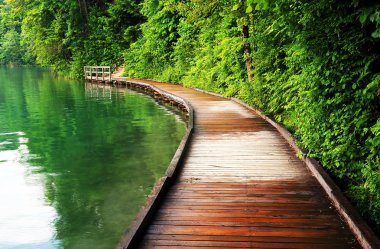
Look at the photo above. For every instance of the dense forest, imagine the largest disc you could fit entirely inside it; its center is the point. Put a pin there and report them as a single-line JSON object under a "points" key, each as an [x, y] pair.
{"points": [[312, 65]]}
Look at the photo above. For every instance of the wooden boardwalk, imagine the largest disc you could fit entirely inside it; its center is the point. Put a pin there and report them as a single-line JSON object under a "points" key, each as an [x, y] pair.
{"points": [[241, 186]]}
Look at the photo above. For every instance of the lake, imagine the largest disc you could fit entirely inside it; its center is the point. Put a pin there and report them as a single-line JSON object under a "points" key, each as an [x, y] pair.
{"points": [[77, 160]]}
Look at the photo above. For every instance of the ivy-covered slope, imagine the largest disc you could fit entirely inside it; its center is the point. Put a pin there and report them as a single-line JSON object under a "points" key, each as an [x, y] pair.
{"points": [[316, 69], [314, 64]]}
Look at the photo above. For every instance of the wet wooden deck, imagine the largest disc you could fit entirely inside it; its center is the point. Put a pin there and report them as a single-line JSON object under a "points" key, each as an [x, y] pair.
{"points": [[242, 186]]}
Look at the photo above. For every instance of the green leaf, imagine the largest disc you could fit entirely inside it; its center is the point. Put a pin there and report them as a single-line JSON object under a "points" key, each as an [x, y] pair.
{"points": [[249, 9], [376, 141]]}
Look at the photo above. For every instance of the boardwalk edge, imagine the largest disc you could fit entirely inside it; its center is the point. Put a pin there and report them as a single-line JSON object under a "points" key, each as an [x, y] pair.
{"points": [[350, 215], [135, 231]]}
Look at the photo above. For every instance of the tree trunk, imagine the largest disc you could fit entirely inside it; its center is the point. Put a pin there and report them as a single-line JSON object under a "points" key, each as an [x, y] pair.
{"points": [[247, 51], [83, 9]]}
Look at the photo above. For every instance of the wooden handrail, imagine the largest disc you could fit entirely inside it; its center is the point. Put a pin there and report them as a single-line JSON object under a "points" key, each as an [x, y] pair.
{"points": [[98, 73]]}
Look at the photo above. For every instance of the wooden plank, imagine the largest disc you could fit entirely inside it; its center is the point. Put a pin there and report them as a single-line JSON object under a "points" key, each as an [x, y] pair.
{"points": [[241, 186]]}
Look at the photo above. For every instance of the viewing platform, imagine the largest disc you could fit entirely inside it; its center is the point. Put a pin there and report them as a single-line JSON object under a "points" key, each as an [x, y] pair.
{"points": [[236, 182]]}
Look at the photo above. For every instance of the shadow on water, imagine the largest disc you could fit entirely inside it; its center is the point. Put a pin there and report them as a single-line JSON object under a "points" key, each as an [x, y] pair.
{"points": [[76, 160]]}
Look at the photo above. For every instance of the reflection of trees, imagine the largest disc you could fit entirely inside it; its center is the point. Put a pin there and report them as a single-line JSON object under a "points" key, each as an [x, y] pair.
{"points": [[99, 158]]}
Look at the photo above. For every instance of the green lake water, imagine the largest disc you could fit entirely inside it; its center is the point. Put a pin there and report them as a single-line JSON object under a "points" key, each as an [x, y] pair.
{"points": [[77, 160]]}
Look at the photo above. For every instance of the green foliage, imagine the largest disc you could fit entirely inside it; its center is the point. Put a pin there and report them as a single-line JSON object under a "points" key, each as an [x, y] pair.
{"points": [[70, 34], [316, 70], [316, 64]]}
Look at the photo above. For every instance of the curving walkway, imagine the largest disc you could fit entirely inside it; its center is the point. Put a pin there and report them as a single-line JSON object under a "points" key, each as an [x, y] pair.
{"points": [[242, 186]]}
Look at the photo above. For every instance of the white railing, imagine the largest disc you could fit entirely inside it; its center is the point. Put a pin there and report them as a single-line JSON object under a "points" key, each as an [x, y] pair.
{"points": [[98, 73]]}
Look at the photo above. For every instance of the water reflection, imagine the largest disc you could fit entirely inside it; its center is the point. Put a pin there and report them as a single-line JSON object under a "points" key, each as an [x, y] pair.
{"points": [[87, 157], [25, 219]]}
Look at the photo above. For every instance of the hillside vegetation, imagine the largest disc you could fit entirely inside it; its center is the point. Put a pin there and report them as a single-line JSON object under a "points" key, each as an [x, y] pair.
{"points": [[313, 65]]}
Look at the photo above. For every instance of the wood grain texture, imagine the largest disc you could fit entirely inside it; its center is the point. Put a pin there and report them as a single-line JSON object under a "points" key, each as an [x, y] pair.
{"points": [[242, 186]]}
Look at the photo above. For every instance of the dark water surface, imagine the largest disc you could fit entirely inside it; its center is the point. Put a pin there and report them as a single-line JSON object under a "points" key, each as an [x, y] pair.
{"points": [[76, 160]]}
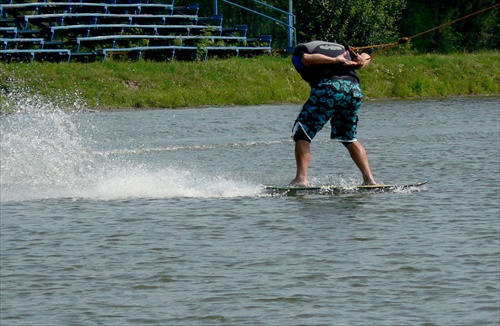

:::

Task prompt:
Repeat all of the material above word for word, without the pictures.

Solution to this task:
Look at the photo above. For every instance of the dense forest, imagine the largest disc you could fit entirely inside it; its center is the point. Put a pin there and report them as a single-line JSON object under a "points" key, each as an [x, y] pair.
{"points": [[312, 65]]}
Look at the photo above. For every instance of the wooden boardwalk, imagine the largest disc you could fit entirely inside it; its center is the point. Put a pin there and report them as a single-line JSON object under a "points" key, each as an [x, y] pair.
{"points": [[241, 186]]}
Look at the photo above. For every instance of the lake, imagine the largest disc you could fit entirely inside it; its center is the point. Put a pin there and report them as a single-line JSON object under a "points" key, each as an [x, y] pair.
{"points": [[77, 160]]}
Look at the photo above. For every instance of the ivy-covered slope, imagine the largest disc you could fit entirely inside it; its center is the point. Put a pin there and report them as a single-line JSON object under a "points" key, each as an [x, y] pair.
{"points": [[316, 69], [314, 64]]}
Look at the photo above. For every instance of the wet wooden deck, imagine the largest disc you could fit entirely inside it; its center is the point. Put a pin there and report them as a single-line JSON object under a "points" key, each as an [x, y] pair.
{"points": [[242, 186]]}
Look at the photo above. For every instance of the green leaf, imagine the largest disc you could fit entirely inside it; its center is the point. Put a pin there and report them as a single-line JSON object under a "points" key, each as an [x, y] pair.
{"points": [[249, 9], [376, 141]]}
Look at the photo above. For every instance of the boardwalk edge, imagine the largest disc you could fit entirely inside it; its center is the point. Put a pin there and report them as a single-line JSON object under a "points" key, each as an [x, y] pair.
{"points": [[350, 215], [135, 231]]}
Look at the photo above. For every instance of the tree trunk, imagine the largest disc you could fit entirely inside it; its center is the point. Put a pin there and report them as a single-line JSON object under a "points" key, each as an [x, y] pair.
{"points": [[247, 51], [83, 9]]}
Look at the photo above. For every instance of the wooden handrail, imagine the largest disc you could fit entirely inside it; its center is the point. Put a pin there and report them as a single-line JSON object under a "points" key, each as an [x, y] pair.
{"points": [[98, 73]]}
Look at the photo above. For every instance of the wooden plank, imagine the largest disc you could fit entirely inside it; its center is the point. Put a pin there and report them as a single-line JSON object under a "points" key, each as an [x, y] pair.
{"points": [[241, 186]]}
Look at the photo above. For every instance of the viewing platform, imagine the largest disc you could fit entirely inside it; its center is the point. Put a pin there and report them as a single-line JSON object under a "points" key, each as an [x, y] pair.
{"points": [[236, 182]]}
Look at the photo above. For every instance of the shadow on water, imagine the largest disc you could fit entirely inside it; its center is the point. Put a pin there and report them as a single-line JSON object under a "points" key, each as an [x, y] pair.
{"points": [[76, 160]]}
Look at the photo above. For every instance of the reflection of trees, imagine the largest disc you could fit entirely inside it; its center is the point. Put a pin there and report them as a single-line JSON object under a "points" key, each as an [x, y] pair.
{"points": [[99, 158]]}
Look at the photo above. For every instance of the green lake water, imagine the largest disc you could fit entirely inside it; its center is the point. Put a pin there and report them as a single-line JSON object under a "points" key, each as an [x, y] pair.
{"points": [[77, 160]]}
Look at the photo above. For every instance of the green foliage, imagine the largest disc you could fit entirely inside it; its center is the point. Put a pin there and report them as a single-line JSON object under a "points" key, each as an [x, y] pair.
{"points": [[70, 34], [316, 70], [316, 64]]}
Look at the photo above. For every instance of the curving walkway, imagine the largest disc you could fit entirely inside it; its center is the point. Put a pin there and report them as a single-line JSON object under a "points" key, each as an [x, y] pair.
{"points": [[242, 186]]}
Look at the photo above. For every instance of the white railing, imagine the largest disc you could fit entirely inside it; its center is the point. Put a pin there and report them as a single-line JSON object under a "points" key, each as an [x, y] pair.
{"points": [[98, 73]]}
Look at the photo above. For every instance of the water reflection, imagine the largest disc you could fit entirely inside it; its center is the point. Put a pin there and report them as a single-line JSON object under a "points" key, each as an [x, y] pair.
{"points": [[87, 157], [25, 219]]}
Look at the photo above. For every instance of the hillside vegetation, imagine the largest disc you could fit entirely inside it; its center is the point. Put a pin there and report them as a single-line JSON object under a "points" key, each as an [x, y] pair.
{"points": [[313, 65]]}
Look at the photo above. For every instance of the wood grain texture, imagine the largest disc you could fit entirely inside it; its center is the point. Put a pin there and report them as a single-line JSON object under a "points" key, each as an [x, y] pair.
{"points": [[242, 186]]}
Look at the photo above. For every instance of the dark water surface, imagine the largest disc you could fit entirely inside it; its center is the point. Put a pin there and report them as a single-line JSON object under a "points" key, each as an [x, y] pair.
{"points": [[76, 160]]}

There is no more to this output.